**SOURCE PASSAGE**
----

Steve Goble

Choose life. (Deuteronomy 30:19)


You might have noticed from other posts on here that a pet peeve of mine is the film or TV remake.

Sometimes this is because the new version is a reboot of an existing one in the same medium, eg. 2003's unwise remake of the 1969 film The Italian Job. I mean why do that? Why use the same character names and setting to attract fans of the original, only to ignore the very universe that they value so highly, and then act all surprised when they're not interested? It's hardly as if the actors are too old to drive any more.

It's kind of different if you're adapting a storyline from another medium though, eg. LWT's successful TV series based upon Agatha Christie's famous book series about one 'ercule Poirot. Of course you change the order. Of course you change the era they're set in. Of course you change some of the plots, right down to in some instances which character turns out to be the murderer. You do all these things because... yes actually ITV, why have you spent the last 25 years doing all of the above? I suppose it has at least kept the original audience guessing...

Back in its heyday I remember that Poirot was pretty much considered the benchmark for high quality TV drama. They spent insane amounts of money transporting entire streets back to another period, only to then use a few closeups, and go and edit the whole thing on mere 625-line videotape. Sorry about that overseas viewers, and anyone watching a repeat on a high-definition television...

This documentary Being Poirot is not about those shortcomings though. While it does try to touch on a few production matters, it's far more a celebration of the character's popularity, and just what a fine performance lead actor David Suchet has been turning in as Poirot for the past couple of decades. Since I have not read any of the original books (barring the start of Curtain a while back) I cannot possibly judge how well he has succeeded, however plenty about the man himself still impresses me in this doco.

For a start, he actually pulls off presenting and narrating a show that hangs on what a great actor he is. Surely there can be few celebrities who can wield the necessary humility to get away with this, yet Suchet does it! That it is so hard to reconcile the actor and the character as being the same person, only serves to further his success.

Even here though, it skips any mention of his first association with the canon, playing Inspector Japp in the 1985 movie of Thirteen At Dinner. I wouldn't mind but when so much time is instead invested in far more trivial footage of him doing things like meeting the real-life Belgian chief of police, you have to wonder just what makes that so much more worthy of inclusion. Perhaps again a case of showing off a budget at the expense of doing things better?

----

**TASKS**
1 - Duplicate the Poirot review from "Back in its" up to and including "a high-definition television...".
2 - According to the Poirot review, which role did David Suchet play in the 1985 movie of Thirteen At Dinner?

**SUPPLIED DATA**
----

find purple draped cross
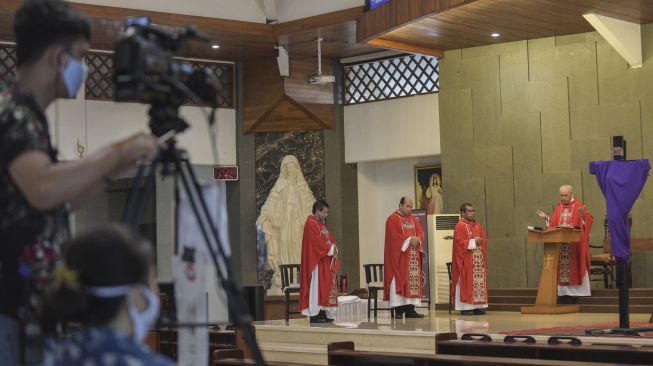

----

**RESPONSES TO THE TASKS**
1 -
Back in its heyday I remember that Poirot was pretty much considered the benchmark for high quality TV drama. They spent insane amounts of money transporting entire streets back to another period, only to then use a few closeups, and go and edit the whole thing on mere 625-line videotape. Sorry about that overseas viewers, and anyone watching a repeat on a high-definition television...

2 - Inspector Japp